## Challenge
How many of the lines below contain the string "tree"? Reply with the number alone.
::: Records shown :::
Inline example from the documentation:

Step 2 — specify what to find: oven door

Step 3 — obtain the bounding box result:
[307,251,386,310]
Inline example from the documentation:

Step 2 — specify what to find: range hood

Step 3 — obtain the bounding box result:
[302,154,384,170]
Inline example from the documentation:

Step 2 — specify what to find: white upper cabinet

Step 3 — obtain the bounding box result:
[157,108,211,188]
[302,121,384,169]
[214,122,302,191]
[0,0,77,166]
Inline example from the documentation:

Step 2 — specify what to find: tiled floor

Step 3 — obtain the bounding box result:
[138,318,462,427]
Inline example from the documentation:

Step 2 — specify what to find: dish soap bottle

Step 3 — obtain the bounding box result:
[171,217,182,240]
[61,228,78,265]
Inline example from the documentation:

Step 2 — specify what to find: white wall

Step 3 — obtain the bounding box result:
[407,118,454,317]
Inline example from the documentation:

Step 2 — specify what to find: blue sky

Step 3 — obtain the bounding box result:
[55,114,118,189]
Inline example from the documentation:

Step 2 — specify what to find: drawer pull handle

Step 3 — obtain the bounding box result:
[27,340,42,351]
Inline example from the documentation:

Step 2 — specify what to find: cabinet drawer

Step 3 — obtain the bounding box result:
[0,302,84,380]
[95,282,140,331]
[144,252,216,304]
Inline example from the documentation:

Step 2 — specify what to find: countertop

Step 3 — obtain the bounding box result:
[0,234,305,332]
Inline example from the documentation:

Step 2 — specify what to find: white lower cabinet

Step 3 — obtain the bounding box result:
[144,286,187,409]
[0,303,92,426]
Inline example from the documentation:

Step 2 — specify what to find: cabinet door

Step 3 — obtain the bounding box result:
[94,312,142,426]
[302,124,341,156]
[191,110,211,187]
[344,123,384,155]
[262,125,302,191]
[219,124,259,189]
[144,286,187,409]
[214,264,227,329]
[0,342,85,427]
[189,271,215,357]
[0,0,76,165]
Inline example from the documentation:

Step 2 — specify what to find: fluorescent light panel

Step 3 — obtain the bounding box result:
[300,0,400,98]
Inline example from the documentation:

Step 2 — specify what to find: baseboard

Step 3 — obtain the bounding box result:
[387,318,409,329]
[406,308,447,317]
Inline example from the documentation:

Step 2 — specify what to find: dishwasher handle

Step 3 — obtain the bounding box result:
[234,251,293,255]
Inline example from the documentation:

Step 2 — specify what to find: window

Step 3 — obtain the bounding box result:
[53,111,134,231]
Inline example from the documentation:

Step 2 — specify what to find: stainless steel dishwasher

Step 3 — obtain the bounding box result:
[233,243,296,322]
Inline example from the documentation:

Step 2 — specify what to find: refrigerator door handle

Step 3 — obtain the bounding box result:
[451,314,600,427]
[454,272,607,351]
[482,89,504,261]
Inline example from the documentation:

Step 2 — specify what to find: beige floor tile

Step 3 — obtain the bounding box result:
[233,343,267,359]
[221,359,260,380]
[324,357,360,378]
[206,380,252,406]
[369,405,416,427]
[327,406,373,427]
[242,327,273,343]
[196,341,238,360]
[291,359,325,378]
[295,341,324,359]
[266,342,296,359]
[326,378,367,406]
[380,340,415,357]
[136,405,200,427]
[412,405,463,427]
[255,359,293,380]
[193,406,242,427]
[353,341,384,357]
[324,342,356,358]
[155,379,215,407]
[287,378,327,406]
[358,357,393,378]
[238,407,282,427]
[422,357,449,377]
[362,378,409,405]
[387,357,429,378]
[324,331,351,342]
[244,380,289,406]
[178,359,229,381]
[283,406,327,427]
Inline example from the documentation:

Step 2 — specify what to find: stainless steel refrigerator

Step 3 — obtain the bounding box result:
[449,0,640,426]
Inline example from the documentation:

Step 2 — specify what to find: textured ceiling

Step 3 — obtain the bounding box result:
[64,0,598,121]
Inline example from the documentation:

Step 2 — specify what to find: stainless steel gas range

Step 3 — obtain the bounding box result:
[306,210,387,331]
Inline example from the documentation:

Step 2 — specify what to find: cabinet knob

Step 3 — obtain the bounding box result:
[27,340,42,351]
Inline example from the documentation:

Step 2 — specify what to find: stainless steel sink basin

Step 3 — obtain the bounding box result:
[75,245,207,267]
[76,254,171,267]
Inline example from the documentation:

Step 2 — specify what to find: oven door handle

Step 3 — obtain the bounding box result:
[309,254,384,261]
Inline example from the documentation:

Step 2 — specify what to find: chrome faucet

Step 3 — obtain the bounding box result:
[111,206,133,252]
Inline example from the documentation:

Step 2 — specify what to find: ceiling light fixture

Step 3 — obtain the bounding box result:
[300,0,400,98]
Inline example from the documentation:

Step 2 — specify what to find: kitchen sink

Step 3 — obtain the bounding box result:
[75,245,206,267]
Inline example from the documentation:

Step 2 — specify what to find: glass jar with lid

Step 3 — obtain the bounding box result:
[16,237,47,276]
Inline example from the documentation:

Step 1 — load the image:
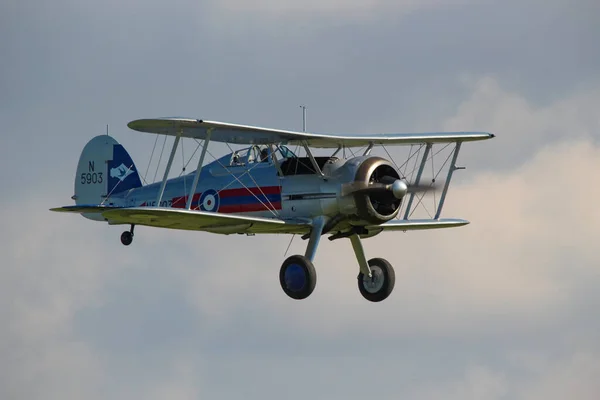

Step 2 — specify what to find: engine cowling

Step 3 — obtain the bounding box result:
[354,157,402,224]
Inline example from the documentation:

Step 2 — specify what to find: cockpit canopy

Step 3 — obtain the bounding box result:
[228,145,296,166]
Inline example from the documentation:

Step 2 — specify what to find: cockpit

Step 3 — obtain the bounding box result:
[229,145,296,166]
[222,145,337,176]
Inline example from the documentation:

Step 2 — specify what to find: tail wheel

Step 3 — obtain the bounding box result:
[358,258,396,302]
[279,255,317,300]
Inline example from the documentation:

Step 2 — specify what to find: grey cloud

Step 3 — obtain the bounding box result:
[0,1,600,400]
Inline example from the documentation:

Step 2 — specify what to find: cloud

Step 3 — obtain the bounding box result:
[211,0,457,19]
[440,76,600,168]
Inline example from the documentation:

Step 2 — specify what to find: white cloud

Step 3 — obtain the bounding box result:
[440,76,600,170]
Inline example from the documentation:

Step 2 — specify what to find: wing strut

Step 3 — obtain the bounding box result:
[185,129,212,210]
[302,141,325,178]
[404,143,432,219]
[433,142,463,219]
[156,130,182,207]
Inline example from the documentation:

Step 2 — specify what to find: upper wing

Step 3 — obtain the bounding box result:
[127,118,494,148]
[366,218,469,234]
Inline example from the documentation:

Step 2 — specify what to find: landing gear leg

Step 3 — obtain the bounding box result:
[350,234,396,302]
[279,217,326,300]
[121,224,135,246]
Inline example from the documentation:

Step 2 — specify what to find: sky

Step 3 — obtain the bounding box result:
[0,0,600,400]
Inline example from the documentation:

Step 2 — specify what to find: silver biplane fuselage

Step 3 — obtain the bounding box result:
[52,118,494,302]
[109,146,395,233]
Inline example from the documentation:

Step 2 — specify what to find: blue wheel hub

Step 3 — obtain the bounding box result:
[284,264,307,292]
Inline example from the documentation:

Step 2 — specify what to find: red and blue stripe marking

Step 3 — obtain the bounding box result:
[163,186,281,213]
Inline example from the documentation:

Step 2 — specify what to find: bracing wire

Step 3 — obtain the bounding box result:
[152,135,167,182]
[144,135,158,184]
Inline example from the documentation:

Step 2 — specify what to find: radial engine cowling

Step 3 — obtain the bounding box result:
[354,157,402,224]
:::
::: Records shown :::
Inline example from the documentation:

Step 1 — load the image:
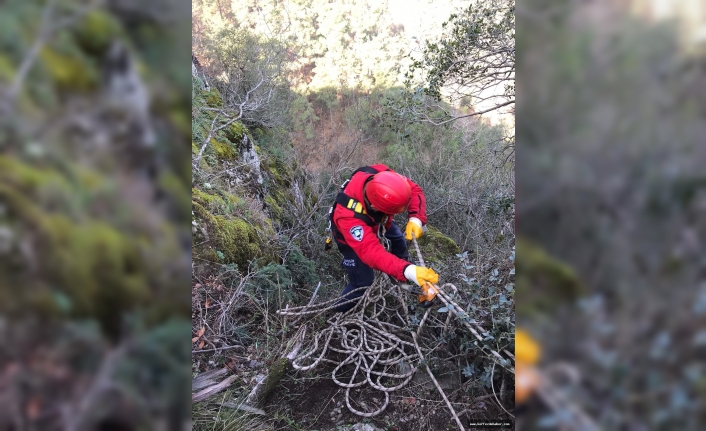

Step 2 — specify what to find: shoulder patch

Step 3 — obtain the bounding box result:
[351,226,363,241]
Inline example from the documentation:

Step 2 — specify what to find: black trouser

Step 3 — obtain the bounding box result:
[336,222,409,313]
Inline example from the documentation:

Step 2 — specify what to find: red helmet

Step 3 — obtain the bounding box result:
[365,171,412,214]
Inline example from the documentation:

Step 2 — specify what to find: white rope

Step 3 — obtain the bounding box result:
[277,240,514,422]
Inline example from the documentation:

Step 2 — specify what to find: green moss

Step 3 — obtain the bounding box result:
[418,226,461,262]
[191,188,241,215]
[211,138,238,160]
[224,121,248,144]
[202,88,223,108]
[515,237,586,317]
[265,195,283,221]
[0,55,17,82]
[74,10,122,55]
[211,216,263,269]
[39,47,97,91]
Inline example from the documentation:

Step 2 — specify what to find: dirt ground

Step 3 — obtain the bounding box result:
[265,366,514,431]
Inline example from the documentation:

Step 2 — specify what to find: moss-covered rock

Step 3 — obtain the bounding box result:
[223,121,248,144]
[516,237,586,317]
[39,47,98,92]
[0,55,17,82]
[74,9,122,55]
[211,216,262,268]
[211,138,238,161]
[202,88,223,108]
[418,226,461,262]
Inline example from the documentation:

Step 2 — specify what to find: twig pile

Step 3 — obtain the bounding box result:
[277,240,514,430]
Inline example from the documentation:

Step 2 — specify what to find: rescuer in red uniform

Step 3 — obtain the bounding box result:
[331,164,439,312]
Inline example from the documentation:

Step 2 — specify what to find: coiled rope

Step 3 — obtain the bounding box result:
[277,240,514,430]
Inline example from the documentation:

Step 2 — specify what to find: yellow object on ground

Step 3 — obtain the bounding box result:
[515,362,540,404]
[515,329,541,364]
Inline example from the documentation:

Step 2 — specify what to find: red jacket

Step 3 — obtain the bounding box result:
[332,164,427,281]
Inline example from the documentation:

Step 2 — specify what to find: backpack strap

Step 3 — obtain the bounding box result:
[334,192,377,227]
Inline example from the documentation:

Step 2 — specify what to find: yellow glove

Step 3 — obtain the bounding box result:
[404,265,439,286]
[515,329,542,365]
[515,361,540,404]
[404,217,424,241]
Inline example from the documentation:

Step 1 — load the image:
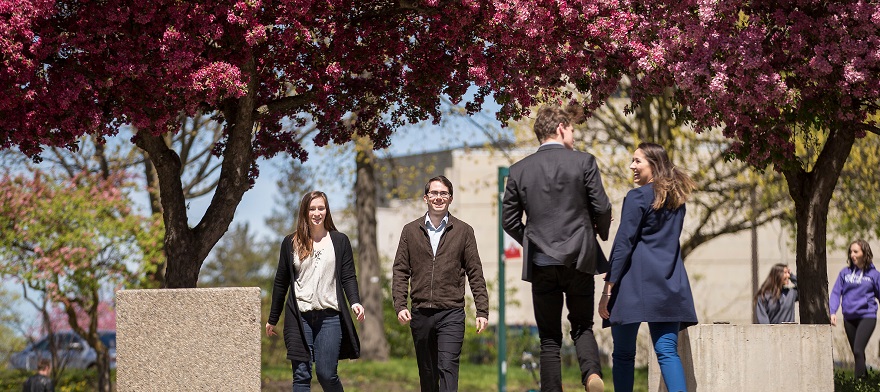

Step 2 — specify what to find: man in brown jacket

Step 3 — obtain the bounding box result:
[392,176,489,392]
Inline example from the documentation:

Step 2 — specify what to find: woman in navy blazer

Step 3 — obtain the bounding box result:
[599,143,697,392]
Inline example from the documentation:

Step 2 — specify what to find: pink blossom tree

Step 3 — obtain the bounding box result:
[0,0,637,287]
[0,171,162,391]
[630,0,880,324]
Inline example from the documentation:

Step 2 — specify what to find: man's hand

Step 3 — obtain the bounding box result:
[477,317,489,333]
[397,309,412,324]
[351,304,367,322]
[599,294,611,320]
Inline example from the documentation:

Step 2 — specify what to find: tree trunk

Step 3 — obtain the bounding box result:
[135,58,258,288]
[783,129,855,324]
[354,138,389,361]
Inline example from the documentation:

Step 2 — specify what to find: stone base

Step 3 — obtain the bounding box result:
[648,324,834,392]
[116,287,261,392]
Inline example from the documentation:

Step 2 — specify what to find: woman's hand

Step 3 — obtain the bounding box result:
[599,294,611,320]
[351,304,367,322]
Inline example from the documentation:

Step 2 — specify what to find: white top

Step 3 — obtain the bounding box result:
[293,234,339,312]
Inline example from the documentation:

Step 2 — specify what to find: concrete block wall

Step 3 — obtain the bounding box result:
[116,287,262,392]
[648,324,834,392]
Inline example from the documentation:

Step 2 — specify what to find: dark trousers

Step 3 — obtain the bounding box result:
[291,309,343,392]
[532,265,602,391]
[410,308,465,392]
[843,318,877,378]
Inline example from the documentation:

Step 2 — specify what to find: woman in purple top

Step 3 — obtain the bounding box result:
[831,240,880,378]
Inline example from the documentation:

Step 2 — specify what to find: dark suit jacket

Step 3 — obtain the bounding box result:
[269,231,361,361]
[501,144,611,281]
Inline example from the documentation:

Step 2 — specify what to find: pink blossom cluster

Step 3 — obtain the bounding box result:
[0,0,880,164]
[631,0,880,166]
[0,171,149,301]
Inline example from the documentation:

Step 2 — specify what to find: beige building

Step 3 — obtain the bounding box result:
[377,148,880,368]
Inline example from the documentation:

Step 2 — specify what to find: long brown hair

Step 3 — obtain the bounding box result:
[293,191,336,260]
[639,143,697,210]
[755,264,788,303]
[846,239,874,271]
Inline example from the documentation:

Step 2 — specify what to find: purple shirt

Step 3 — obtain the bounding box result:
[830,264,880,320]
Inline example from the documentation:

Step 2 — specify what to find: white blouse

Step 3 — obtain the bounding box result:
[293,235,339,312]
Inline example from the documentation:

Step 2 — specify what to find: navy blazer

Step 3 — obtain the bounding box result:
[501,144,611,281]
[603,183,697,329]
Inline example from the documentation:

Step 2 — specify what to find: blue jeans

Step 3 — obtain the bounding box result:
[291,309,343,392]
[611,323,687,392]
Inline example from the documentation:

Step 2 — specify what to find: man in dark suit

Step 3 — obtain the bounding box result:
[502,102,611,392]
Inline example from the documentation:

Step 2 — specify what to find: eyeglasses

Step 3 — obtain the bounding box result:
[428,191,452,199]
:::
::: Records shown :::
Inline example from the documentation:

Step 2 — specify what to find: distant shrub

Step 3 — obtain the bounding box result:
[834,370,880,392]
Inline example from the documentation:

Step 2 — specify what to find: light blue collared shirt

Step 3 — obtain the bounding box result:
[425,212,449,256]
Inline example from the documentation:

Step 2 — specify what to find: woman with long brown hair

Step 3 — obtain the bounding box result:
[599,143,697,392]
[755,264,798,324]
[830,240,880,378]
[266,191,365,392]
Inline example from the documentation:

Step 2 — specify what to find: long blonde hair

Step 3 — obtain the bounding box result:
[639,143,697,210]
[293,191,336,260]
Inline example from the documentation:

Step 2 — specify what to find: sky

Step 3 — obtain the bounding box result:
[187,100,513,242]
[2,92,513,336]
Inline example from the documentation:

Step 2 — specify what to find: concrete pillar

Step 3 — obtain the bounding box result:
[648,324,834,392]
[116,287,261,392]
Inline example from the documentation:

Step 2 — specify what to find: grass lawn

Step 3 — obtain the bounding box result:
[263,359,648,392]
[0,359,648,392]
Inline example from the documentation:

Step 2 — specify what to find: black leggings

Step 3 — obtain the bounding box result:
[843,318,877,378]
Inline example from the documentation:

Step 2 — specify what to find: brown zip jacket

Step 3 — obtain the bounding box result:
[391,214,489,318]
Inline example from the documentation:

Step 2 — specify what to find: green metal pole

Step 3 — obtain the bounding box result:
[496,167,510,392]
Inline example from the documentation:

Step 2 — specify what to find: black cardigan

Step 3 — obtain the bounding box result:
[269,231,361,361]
:::
## Task output
2